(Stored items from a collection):
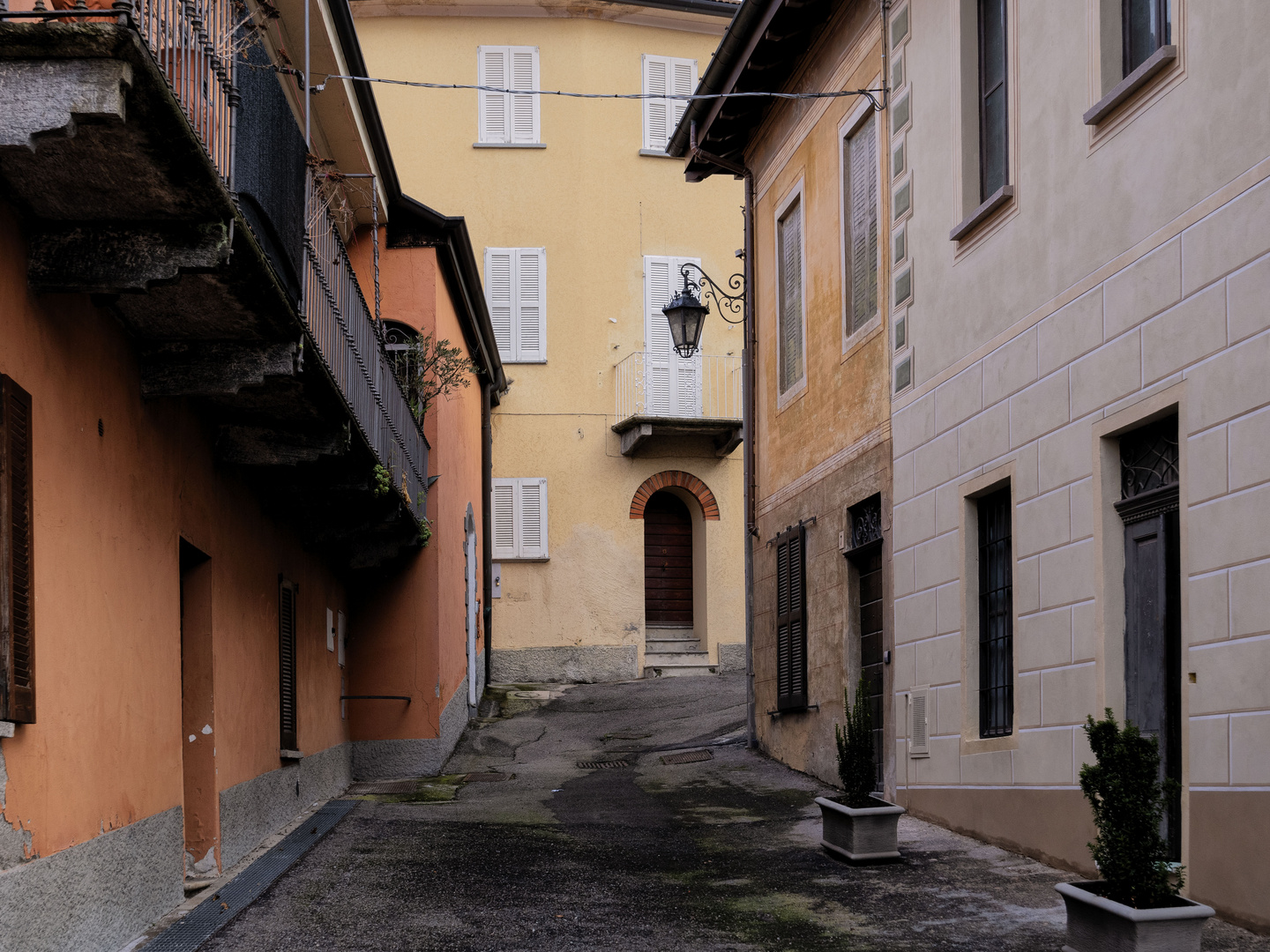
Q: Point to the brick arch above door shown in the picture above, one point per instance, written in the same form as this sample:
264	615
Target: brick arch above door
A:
675	478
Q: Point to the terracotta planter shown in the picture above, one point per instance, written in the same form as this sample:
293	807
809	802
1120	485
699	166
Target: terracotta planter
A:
862	836
1097	925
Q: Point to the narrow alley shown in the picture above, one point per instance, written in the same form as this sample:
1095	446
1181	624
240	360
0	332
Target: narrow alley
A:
718	851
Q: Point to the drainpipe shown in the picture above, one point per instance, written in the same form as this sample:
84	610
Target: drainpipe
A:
747	403
487	517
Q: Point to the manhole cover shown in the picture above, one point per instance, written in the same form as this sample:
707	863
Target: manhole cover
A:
383	787
687	756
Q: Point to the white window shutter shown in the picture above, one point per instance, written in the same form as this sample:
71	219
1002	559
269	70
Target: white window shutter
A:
525	108
503	505
533	518
498	296
531	303
493	108
918	716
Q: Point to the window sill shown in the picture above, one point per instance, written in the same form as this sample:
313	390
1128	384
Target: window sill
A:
1131	84
982	213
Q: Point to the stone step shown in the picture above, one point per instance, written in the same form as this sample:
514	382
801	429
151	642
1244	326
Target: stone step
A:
660	645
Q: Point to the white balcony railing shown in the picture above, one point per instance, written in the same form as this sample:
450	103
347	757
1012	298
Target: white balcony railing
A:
705	386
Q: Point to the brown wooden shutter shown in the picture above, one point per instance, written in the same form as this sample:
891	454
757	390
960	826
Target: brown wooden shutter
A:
288	664
791	620
17	628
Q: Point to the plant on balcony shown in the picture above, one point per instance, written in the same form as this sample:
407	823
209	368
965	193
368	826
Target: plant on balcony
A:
1134	906
1129	802
430	369
859	825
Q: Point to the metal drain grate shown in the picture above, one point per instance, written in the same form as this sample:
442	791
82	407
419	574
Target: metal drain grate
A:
383	787
213	914
689	756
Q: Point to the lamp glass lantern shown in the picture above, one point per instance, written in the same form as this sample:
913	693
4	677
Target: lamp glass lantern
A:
687	316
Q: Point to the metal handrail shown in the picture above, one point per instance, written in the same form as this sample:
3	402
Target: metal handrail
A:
348	346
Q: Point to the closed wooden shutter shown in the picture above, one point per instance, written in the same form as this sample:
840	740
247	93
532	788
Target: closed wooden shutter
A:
860	159
790	260
666	77
493	107
288	718
516	291
672	385
17	602
507	117
791	620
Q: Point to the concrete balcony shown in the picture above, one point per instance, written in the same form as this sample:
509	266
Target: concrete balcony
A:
667	397
156	165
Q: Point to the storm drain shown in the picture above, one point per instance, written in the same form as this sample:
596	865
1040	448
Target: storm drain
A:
383	787
213	914
687	756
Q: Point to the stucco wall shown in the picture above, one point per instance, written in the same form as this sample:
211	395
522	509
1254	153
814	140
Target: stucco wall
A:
1131	279
597	207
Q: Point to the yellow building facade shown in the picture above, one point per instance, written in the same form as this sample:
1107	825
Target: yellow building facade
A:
617	478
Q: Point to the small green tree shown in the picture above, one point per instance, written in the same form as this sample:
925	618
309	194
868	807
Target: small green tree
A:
855	749
1129	804
430	368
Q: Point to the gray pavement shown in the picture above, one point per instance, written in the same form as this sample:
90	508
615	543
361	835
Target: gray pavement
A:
716	854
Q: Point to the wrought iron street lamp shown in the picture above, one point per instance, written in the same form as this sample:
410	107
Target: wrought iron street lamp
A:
687	310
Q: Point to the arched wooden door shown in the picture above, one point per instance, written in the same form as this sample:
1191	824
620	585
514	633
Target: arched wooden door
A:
667	562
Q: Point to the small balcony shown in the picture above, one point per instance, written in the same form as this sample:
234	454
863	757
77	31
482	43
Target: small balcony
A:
156	164
661	395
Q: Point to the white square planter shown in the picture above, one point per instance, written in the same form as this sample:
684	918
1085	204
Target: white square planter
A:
870	833
1097	925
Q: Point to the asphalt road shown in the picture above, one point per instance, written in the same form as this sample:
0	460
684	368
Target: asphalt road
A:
716	854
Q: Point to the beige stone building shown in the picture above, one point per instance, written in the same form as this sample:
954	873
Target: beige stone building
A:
1081	235
616	482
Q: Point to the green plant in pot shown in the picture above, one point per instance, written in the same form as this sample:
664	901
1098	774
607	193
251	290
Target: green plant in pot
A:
859	825
1136	905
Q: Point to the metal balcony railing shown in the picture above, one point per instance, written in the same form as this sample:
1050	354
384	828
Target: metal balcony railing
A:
706	386
347	343
192	41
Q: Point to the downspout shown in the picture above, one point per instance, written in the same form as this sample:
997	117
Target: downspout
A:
747	403
487	517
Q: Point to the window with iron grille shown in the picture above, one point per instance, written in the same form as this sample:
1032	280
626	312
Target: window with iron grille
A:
791	620
993	135
996	616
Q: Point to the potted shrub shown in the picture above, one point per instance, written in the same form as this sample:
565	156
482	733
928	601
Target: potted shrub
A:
1136	904
859	825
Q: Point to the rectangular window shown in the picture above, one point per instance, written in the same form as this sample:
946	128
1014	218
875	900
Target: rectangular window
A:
791	620
516	291
1145	28
17	602
519	516
996	617
672	383
788	250
666	75
860	187
511	117
288	725
993	145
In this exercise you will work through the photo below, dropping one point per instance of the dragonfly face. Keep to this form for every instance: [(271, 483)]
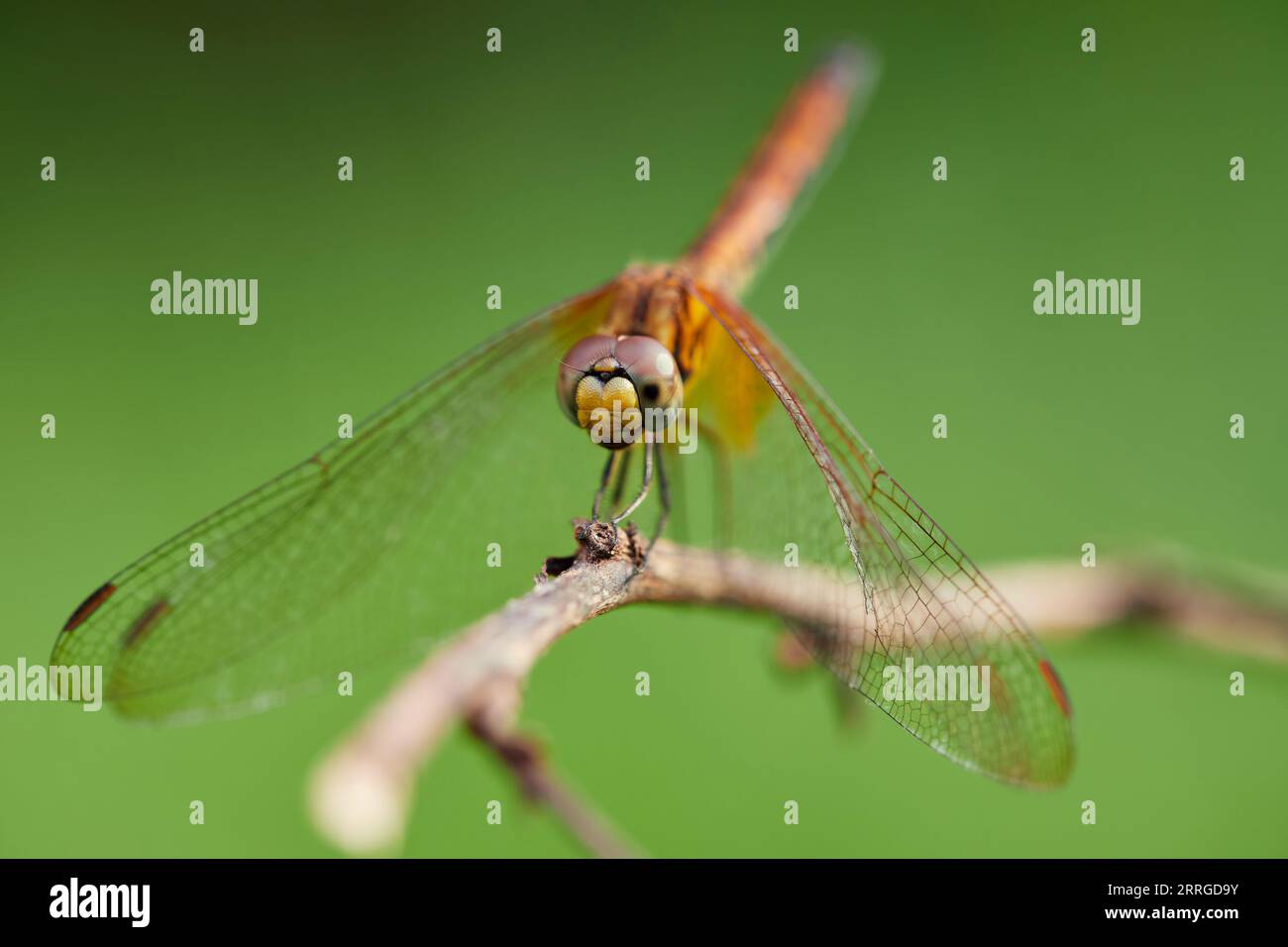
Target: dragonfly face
[(619, 388), (357, 552)]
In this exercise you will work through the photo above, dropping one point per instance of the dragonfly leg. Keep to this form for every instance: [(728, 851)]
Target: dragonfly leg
[(622, 474), (644, 486), (603, 483), (664, 495)]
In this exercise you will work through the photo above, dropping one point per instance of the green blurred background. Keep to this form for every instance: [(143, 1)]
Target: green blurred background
[(518, 169)]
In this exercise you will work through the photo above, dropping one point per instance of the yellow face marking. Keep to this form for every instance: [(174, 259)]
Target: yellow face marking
[(593, 398)]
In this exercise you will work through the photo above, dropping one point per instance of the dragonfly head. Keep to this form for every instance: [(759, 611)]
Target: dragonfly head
[(619, 388)]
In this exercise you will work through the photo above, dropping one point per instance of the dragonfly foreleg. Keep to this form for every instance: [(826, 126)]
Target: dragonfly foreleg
[(603, 483), (644, 486)]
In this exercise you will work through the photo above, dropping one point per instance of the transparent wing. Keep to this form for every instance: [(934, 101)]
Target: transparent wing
[(910, 592), (374, 545)]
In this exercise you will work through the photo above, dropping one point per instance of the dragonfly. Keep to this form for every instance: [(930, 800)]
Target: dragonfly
[(374, 545)]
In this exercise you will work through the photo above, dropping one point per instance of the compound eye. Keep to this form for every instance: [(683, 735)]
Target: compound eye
[(580, 360), (652, 368)]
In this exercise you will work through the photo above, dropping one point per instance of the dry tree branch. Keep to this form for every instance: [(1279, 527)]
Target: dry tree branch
[(361, 792)]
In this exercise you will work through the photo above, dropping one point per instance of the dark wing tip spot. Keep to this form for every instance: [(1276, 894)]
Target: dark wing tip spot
[(1057, 690), (91, 602)]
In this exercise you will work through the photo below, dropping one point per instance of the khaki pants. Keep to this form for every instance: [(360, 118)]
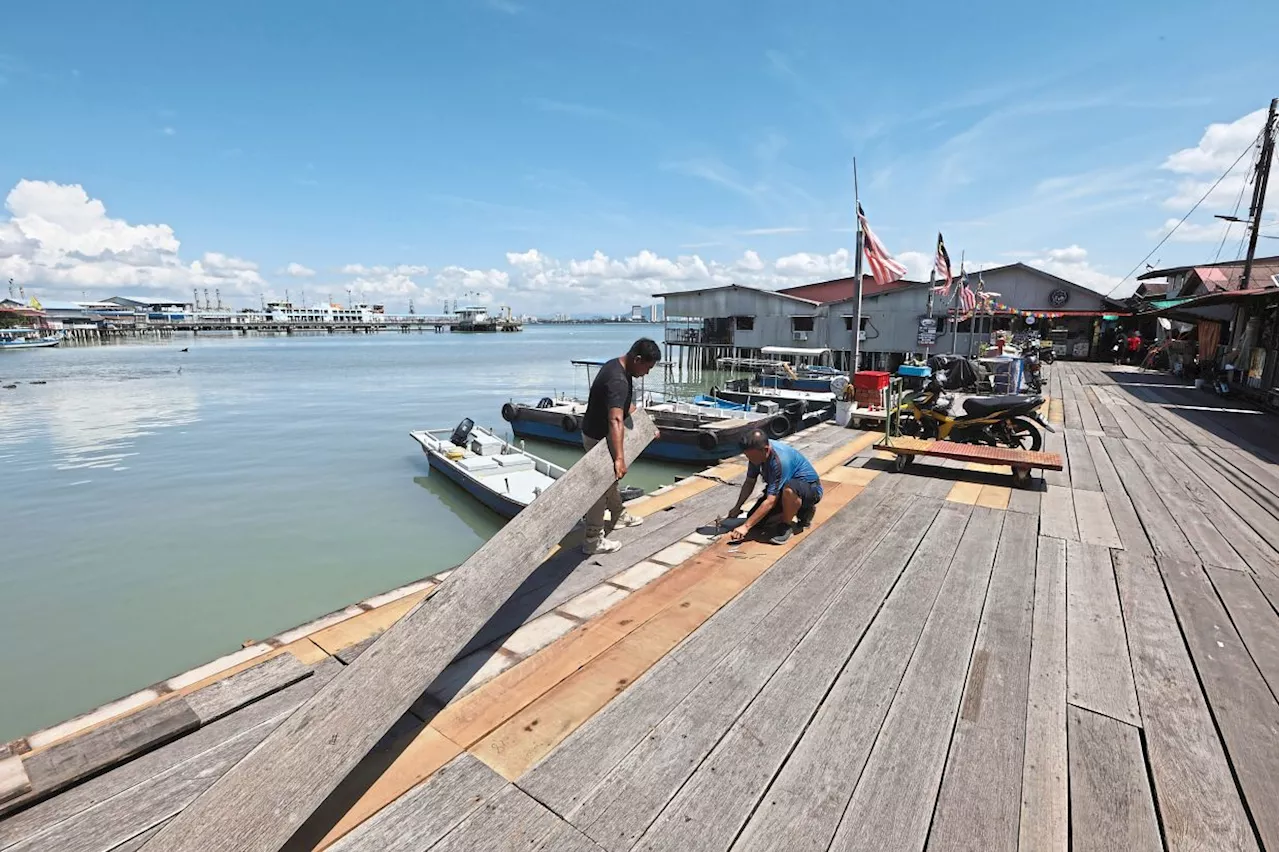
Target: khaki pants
[(612, 500)]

(The task): The response must consist of the entries above exactly as they stand, minus any pictures.

(Problem solution):
Q: Point to the brick arch above door shown in the picture above, one point per instance, written in the same form as this sample:
264	615
Target: brick arch above door
A:
675	478
Q: Point to the terracotta planter shown in the picture above, one point per instance, written in the same form as this sample:
293	807
809	802
1120	485
699	166
Target: terracotta planter
A:
862	836
1097	925
Q: Point to the narrow alley shown in the picture above, one point per instance, written in the same form as this sample:
1095	446
1181	624
240	360
0	332
Target: narrow alley
A:
718	851
Q: Point to the drainpipe shown in the picture above, one point per instance, written in the same form as this sample:
84	610
Target: drainpipe
A:
747	403
487	517
Q: Point to the manhole cover shown in the picture above, one point per instance, written in the same form as this sample:
707	863
Target: manhole cover
A:
383	787
687	756
Q: Point to the white window shutter shown in the picture above, one point per instance, written in the same form as this sample:
71	219
1002	559
269	70
Target: white window shutter
A:
525	108
503	505
533	518
498	296
531	303
493	108
918	716
Q: Point to the window sill shown in the picture above, one point per instance, written in the same form as this sample:
313	390
1128	384
Target: window sill
A:
1131	84
982	213
Q: Point to the stone step shown in the picture above, one point per instance, written in the same form as this sample:
514	382
801	429
151	642
1244	326
Target: stone step
A:
660	645
Q: Point to the white balcony railing shown in the picture above, one point per instance, written in the same form as this sample:
450	103
347	757
1012	298
Target: white balcony railing
A:
705	386
Q: Point to the brown wooden shutter shown in the picture above, one point per instance, written in the same form as this sample:
891	454
757	390
960	826
Target: brown wooden shutter
A:
288	664
791	620
17	628
Q: Point to the plant on balcony shown in the picture above, one point per instance, written in the same form as this sample:
407	823
209	368
965	193
368	826
Target: plant on balcony
A:
1134	906
1129	802
430	369
859	825
Q: Point to the metal drain grate shown in the picture above, one point per instance, written in the same form as this sample:
442	791
82	407
419	574
Target: metal drain grate
A:
383	787
213	914
689	756
Q: Point to the lamp glass lantern shown in the picture above, one point per instance, written in the same form as this sample:
913	693
4	677
Target: lamp glass lantern
A:
687	316
Q: Point to the metal handrail shown in the picture above, one point per instance, written in the same form as this sample:
3	402
Target: metal handrail
A:
348	346
Q: Point to the closed wooden shutter shown in the picture above, one point per instance, written in the same form as this sample:
840	740
247	93
532	788
Target: closed wooden shutter
A:
860	159
790	260
666	77
493	107
288	718
516	291
672	385
17	602
507	117
791	620
Q: Point to the concrete balcony shown in the picture above, one point per instance, written in the same form as this sample:
509	266
Target: concrete balcony
A:
667	397
156	165
Q: Point to the storm drain shown in the picture above, one point per instance, written in the same form as this sample:
596	865
1040	448
Target: storm drain
A:
383	787
213	914
687	756
Q: Point to the stucco wall shown in the picture above, one point per instance, written in the same form as this sample:
211	395
522	509
1254	153
814	140
Target: stucco wall
A:
1131	279
597	207
Q: Point to the yellow building facade shown in the picture above, one point per instance, written in the same form as this sample:
1107	825
Target: yellow building facade
A:
617	478
Q: Point to the small green tree shown in the picture above, one point per instance, written in the same form as this sample:
925	618
309	194
868	807
Target: small green tree
A:
855	749
1129	804
430	368
Q: Point to the gray pavement shown in the picture above, one point per instance, written in the same form as this sample:
90	508
615	543
361	835
Target: gray pavement
A:
716	854
Q: Point to the wrought iron street lamp shown in the picture above, one point per instance, written in the same form as this sample:
410	107
Target: wrought iron street lamp
A:
687	310
Q: Point to the arched wooden door shown in the picture above, one point per instance, written in the same form as this sample:
1191	824
620	585
514	633
Target: arched wooden door
A:
667	562
Q: Point to the small balcony shown in the picture above, one point per instance, written in the same form as this sample:
234	454
863	757
77	31
482	43
Target: small balcony
A:
156	164
661	395
Q: Point to the white square planter shown in the picture above, one point per instance, written in the same form as this sample:
684	918
1085	204
Target: white square planter
A:
870	833
1097	925
Q: Point to the asphalt road shown in the picture above, one point per instance, written in the same form as this sample:
0	460
684	368
Target: asphalt road
A:
716	854
Q: Point to the beige stone building shown in the picture above, one point per instance, written in the same form as this sample:
954	873
Target: beige stone building
A:
1081	235
616	482
Q: Point to the green plant in pot shown in the picture above, one point per instance, written in the same form as this sample:
664	901
1098	774
607	193
251	290
Target: green plant in pot
A:
859	825
1136	905
Q: Point to the metal balcony railing shown in the picture above, one point per instance, written in the same form as this sample:
1050	354
384	828
Target: metal balcony railing
A:
706	386
347	343
192	41
Q: Point to the downspout shown in the picture above, one point per instance, written in the same form as this sample:
997	117
Target: downspout
A:
747	403
487	517
Q: Point to the window with iron grille shown in the picture above, one point per instance, written in the same form as this sample:
1032	280
626	312
Target: window with iron grille
A:
791	620
993	135
996	616
Q: Point to the potted shrub shown in the picture above, one point per instance, written in the same form as this sample:
565	156
482	733
928	601
Target: potted shrub
A:
1136	904
859	825
Q: Point to the rectangular window shown in the picture above, one point per instance, written in the same form as this sample:
946	128
1014	218
875	900
Target: rectangular window
A:
791	620
516	291
1145	28
17	602
519	516
996	617
672	383
788	250
666	75
860	187
511	117
288	725
993	145
In this exercise you will work through the photo below, dropping one point per instance of the dragonfly face. Keep to this form for every instance: [(271, 483)]
Target: dragonfly face
[(619, 388), (357, 552)]
In this exercise you will work through the photo above, dropping one point per instance of the dragonfly leg. Keep to this form for every instance: [(728, 851)]
Target: dragonfly leg
[(622, 474), (644, 486), (603, 483), (664, 495)]
In this exercise you will work through the photo above, dropping one point per instance of the green blurred background. Keep to this form for every instance: [(143, 1)]
Target: green blurred background
[(518, 169)]
In this exercise you will work through the photo above, dropping one point per instance of the yellow face marking. Keep to this form for every instance: [(174, 259)]
Target: yellow face marking
[(593, 398)]
In this exercise you will work through the photo above, dropping one point per instance of the dragonfly head. Keep to this form for every instance: [(759, 611)]
Target: dragonfly head
[(619, 388)]
In this exercise you will work through the photo above, dropping one point per instance of the dragonfly foreleg. Keep to this form for every instance: [(826, 126)]
Target: dragonfly foreleg
[(603, 483), (644, 486)]
In this exercise you will work through the photo above, dropping one point per instance of the transparent wing. Keep to this form for every instance: [(934, 101)]
Target: transparent wing
[(910, 592), (374, 545)]
In this exercise you will work through the photo above, dropping one point per instance of the dragonfly. Keep to this form for every instance: [(930, 800)]
Target: dragonfly
[(374, 545)]
In this exercise you will work through the photo above, dropping one point per instance of the compound eye. Keep to this form for every instance: [(683, 735)]
Target: compound eye
[(580, 360), (652, 368)]
In this exercise you will work through the photo above, dropping one point per instance of the dry tree branch. Keep to this form for every instance: [(1279, 527)]
Target: dry tree branch
[(361, 792)]
In this exercise you will work through the photo above, dropping one point per instance of the dark wing tip spot. Keep to this form for every instance: [(1276, 894)]
Target: dark wing tip spot
[(1057, 690), (91, 602)]
In this exercise you will work through the photo below, dropping one point per instance of the khaki pants. Keep to this form for every instance: [(360, 118)]
Target: khaki pants
[(612, 500)]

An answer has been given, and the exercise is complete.